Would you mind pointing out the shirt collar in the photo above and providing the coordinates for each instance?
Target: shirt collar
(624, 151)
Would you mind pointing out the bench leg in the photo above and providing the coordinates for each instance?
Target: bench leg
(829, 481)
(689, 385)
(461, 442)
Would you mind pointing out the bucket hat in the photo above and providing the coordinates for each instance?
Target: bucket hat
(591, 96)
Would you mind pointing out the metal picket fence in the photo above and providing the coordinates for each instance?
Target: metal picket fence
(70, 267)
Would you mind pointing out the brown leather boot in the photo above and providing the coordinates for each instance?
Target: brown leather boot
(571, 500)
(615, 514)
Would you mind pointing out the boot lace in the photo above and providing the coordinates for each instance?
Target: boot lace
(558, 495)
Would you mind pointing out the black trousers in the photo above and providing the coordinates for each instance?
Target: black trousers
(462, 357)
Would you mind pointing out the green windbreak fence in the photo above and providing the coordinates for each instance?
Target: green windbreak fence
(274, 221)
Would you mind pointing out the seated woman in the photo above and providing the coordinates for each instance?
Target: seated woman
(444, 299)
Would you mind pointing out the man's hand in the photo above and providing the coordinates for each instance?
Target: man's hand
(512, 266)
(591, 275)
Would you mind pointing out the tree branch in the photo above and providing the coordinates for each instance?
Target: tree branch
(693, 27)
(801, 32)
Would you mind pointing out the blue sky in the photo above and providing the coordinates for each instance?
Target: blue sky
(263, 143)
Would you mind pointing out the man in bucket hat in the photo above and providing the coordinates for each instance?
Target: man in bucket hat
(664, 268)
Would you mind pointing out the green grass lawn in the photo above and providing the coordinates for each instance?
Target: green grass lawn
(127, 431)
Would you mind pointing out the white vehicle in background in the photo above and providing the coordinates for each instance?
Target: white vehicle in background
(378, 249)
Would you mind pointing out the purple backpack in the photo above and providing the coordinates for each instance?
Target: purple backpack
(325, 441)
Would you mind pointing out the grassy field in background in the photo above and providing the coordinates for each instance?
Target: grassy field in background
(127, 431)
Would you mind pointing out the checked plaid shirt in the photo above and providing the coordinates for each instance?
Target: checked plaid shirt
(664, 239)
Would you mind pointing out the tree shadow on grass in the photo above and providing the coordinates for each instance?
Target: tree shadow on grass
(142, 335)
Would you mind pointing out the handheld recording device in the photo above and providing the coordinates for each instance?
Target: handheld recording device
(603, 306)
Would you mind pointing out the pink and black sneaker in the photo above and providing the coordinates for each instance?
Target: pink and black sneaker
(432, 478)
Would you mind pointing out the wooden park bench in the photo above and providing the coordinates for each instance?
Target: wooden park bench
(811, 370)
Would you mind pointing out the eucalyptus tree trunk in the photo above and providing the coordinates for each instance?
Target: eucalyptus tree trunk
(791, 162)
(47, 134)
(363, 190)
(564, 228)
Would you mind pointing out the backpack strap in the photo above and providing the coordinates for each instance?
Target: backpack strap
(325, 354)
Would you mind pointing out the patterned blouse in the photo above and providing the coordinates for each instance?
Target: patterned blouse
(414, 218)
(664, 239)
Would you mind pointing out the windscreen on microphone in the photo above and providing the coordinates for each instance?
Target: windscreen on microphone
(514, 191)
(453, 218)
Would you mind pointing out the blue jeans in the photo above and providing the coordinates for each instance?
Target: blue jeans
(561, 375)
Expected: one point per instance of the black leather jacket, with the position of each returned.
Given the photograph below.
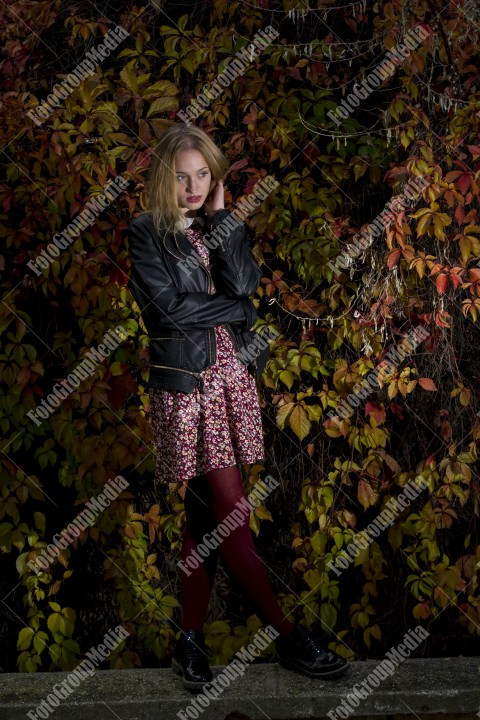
(177, 310)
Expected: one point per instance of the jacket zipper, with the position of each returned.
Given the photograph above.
(236, 344)
(190, 372)
(232, 335)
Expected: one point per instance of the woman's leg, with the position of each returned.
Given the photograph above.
(238, 549)
(196, 584)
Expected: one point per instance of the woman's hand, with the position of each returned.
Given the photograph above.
(216, 199)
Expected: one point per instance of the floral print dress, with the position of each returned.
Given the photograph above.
(195, 432)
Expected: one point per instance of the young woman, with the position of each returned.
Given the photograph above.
(192, 272)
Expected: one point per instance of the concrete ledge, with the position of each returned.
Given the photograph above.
(438, 688)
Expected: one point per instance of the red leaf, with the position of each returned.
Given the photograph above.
(393, 259)
(446, 431)
(455, 279)
(427, 384)
(464, 183)
(377, 411)
(442, 282)
(459, 215)
(237, 165)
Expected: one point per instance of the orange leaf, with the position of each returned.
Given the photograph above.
(366, 494)
(427, 384)
(376, 411)
(393, 259)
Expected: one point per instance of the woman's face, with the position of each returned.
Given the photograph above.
(193, 179)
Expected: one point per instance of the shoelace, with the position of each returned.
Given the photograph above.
(194, 650)
(310, 646)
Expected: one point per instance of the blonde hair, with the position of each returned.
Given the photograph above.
(161, 189)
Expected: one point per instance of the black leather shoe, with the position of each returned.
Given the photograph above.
(190, 660)
(299, 651)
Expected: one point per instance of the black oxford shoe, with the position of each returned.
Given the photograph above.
(299, 651)
(190, 660)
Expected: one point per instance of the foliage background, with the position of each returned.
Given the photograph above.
(424, 270)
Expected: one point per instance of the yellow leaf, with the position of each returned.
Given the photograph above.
(366, 494)
(299, 422)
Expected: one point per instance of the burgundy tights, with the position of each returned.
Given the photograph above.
(209, 499)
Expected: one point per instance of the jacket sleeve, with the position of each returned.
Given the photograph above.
(231, 252)
(160, 302)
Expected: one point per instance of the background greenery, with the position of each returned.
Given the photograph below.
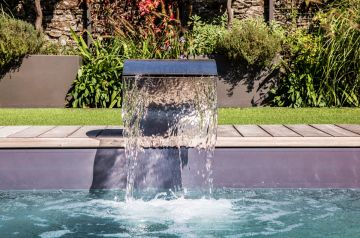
(319, 65)
(228, 116)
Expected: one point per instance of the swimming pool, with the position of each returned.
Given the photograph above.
(229, 213)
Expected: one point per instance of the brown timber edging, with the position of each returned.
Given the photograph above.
(241, 136)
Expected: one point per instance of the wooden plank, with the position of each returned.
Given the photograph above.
(307, 131)
(33, 131)
(112, 131)
(335, 130)
(222, 142)
(87, 131)
(349, 127)
(279, 131)
(112, 142)
(251, 131)
(9, 130)
(288, 142)
(227, 131)
(60, 132)
(49, 143)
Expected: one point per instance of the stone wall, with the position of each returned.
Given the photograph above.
(62, 15)
(59, 16)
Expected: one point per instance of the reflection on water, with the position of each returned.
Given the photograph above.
(230, 213)
(172, 114)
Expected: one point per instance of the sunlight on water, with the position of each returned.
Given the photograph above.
(230, 213)
(168, 113)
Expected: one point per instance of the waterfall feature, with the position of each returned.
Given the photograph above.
(169, 106)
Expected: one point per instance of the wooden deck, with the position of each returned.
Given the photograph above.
(325, 135)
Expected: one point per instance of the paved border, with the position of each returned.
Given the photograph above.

Given exercise
Give every record again exactly, apart from the pictures, which stay out.

Complete response
Would you mind pointing out the shirt collar in the photo above and providing the coordinates for each instance?
Target: shirt collar
(624, 151)
Would you mind pointing out the bench leg in the photo above and providing the coordinates for each instance?
Target: bench leg
(829, 481)
(689, 385)
(461, 442)
Would you mind pointing out the bucket hat in the photo above and providing the coordinates for each instance?
Target: bucket hat
(591, 96)
Would you mind pointing out the metal picket fence in the photo above and providing the coordinates for each instance?
Target: metal picket fence
(70, 267)
Would you mind pointing out the brown leather boot in the photo above and providing the coordinates for each instance?
Target: brown leather boot
(571, 500)
(615, 514)
Would you mind pointing out the boot lace in the photo above and providing the coordinates for each instance?
Target: boot lace
(558, 495)
Would you mind pointing out the black trousers in the photo above and providing the coordinates for each instance?
Target: black trousers
(462, 357)
Would you mind pointing out the green windbreak fence in the photo above and providing the coordinates for each instance?
Target: green windbreak fence
(274, 221)
Would you mind pointing out the seated woman in the photo above and providing the coordinates for each instance?
Target: seated woman
(444, 299)
Would you mind pointing out the man's hand in the photo above and providing the coordinates for each instance?
Target: man's hand
(512, 266)
(591, 275)
Would you mind pointing out the tree branch in the photo above and providing the coordinates for each instance?
Target: tree branch
(693, 27)
(801, 32)
Would you mind pointing out the blue sky in the photo above and providing the coordinates for each instance?
Target: blue sky
(263, 143)
Would you mind pointing out the man in bucket hat in the photo above and providing the coordinates for each instance?
Target: man in bucket hat
(664, 268)
Would you mind pointing out the green grass lawn in the photo above and providing the coordinates for each instance?
Target: green grass lawn
(127, 431)
Would you mind pointing out the white vehicle in background in the photo above and providing the coordinates for each instance?
Target: white vehicle in background
(378, 249)
Would you mind pointing out the purple backpack in the photo above and providing the coordinates for each instance?
Target: purple backpack
(325, 441)
Would you mind pointing out the grassy field in background in the photo above and providing the coordinates for each instance?
Target: grassy field in background
(127, 431)
Would you mind pointing out the checked plaid shirt in the photo above and providing the coordinates for each instance?
Target: checked plaid shirt
(664, 239)
Would you mind pointing out the tree shadow on grass in the photo above and providing the coordinates for each instance?
Target: tree shadow on grass
(142, 335)
Would you mind pointing out the handheld recording device in the photo above and providing the coordinates for each instance?
Target: handheld recording device
(603, 306)
Would you mind pointing out the pink and black sneaker in the photo above and providing the coordinates for each instance?
Target: pink and black sneaker
(432, 478)
Would you mind pointing out the wooden park bench in the photo above and providing the coordinates for each instance?
Target: wooden park bench
(811, 370)
Would you mind pointing out the eucalyptus tree trunk in the photo above and providing the coordinates for each instance?
Target: eucalyptus tree trunk
(791, 162)
(47, 134)
(363, 190)
(564, 228)
Would you mind pointing out the backpack strap in the photo above and providing the coordinates for each instance?
Target: backpack strap
(325, 354)
Would you mind pointing out the patterned blouse in the photo above and providing the coordinates for each instance?
Target: patterned blouse
(414, 218)
(664, 239)
Would you mind pointing out the windscreen on microphone in the photo above and providing the coordinates for each instance?
Target: windscreen on microphone
(514, 191)
(453, 218)
Would you mind pointing out the blue jeans in the photo above and providing the coordinates for each instance?
Target: blue jeans
(561, 375)
Expected: one point per instance of the black leather jacket, with the position of each returned.
Given the photograph below.
(177, 310)
Expected: one point per instance of the jacket zipper, with the position of each returned.
Given the photograph above.
(236, 344)
(190, 372)
(232, 335)
Expected: one point per instance of the woman's leg, with the position of each returned.
Given the photograph above.
(238, 549)
(196, 584)
Expected: one point per instance of the woman's hand, with the position of each returned.
Given the photograph above.
(216, 199)
Expected: one point per instance of the floral print dress, with the position of each returned.
Given the photograph above.
(195, 432)
Expected: one point per instance of the young woman, with the position of each returned.
Given the photograph above.
(192, 272)
Expected: one point per instance of the concrete ledge, with the position of each returned.
Given the photograph above.
(438, 688)
Expected: one point per instance of the red leaf, with the position of each returned.
Given the photograph above.
(393, 259)
(446, 431)
(455, 279)
(427, 384)
(464, 183)
(377, 411)
(442, 282)
(459, 215)
(237, 165)
Expected: one point per instance of the orange leaf, with the position of each returned.
Given the photograph above.
(366, 494)
(427, 384)
(376, 411)
(393, 259)
Expected: one point per instance of the woman's face, with the position of each returned.
Given the photograph above.
(193, 179)
Expected: one point per instance of the shoelace, with the position of each returned.
Given the photograph above.
(194, 650)
(310, 646)
Expected: one point per instance of the blonde hair, with the position of each returned.
Given the photograph above.
(161, 189)
Expected: one point per instance of the black leather shoe, with the position of each returned.
Given the photograph above.
(190, 660)
(299, 651)
Expected: one point per instance of the black oxford shoe, with the position of each returned.
Given the photograph above.
(299, 651)
(190, 660)
Expected: one point per instance of the foliage background, with the position of each returned.
Given the photograph above.
(424, 270)
Expected: one point per instance of the yellow leaf, with the position of each returned.
Given the photograph above.
(366, 494)
(299, 422)
Expected: one point per instance of the burgundy tights, with the position of each returned.
Given the photograph above.
(209, 499)
Expected: one point per instance of the jacket sleeve, with the position of each returned.
Given the photograph above.
(231, 252)
(160, 302)
Expected: one point per instance of the background greenery, with the position of each returned.
Given the photograph below.
(319, 65)
(228, 116)
Expected: one point per instance of the swimming pool, with the position of each returned.
Given the photograph above.
(229, 213)
Expected: one point per instance of the brown timber edging, with the position of each returned.
Given the photograph above.
(241, 136)
Expected: one point per instance of the wooden plank, with the position of each returned.
Given the photograph above.
(307, 131)
(33, 131)
(112, 131)
(335, 130)
(222, 142)
(87, 131)
(349, 127)
(279, 131)
(112, 142)
(251, 131)
(9, 130)
(288, 142)
(227, 131)
(60, 132)
(49, 143)
Expected: one point per instance of the stone wall, with the position of each returned.
Given the photograph above.
(62, 15)
(59, 16)
Expected: one point per instance of the reflection on water, with the position of each returned.
Given the photograph above.
(230, 213)
(172, 114)
Expected: one point per instance of the sunlight on water, with the position of each returned.
Given the photograph above.
(230, 213)
(168, 113)
Expected: one point per instance of the waterfall feature, with the position of each returned.
Given the photograph above.
(169, 106)
Expected: one point per instance of the wooden deck, with the position of each returned.
Given the photograph above.
(325, 135)
Expected: one point per instance of the paved border, with the position of each returned.
Given the photograph above.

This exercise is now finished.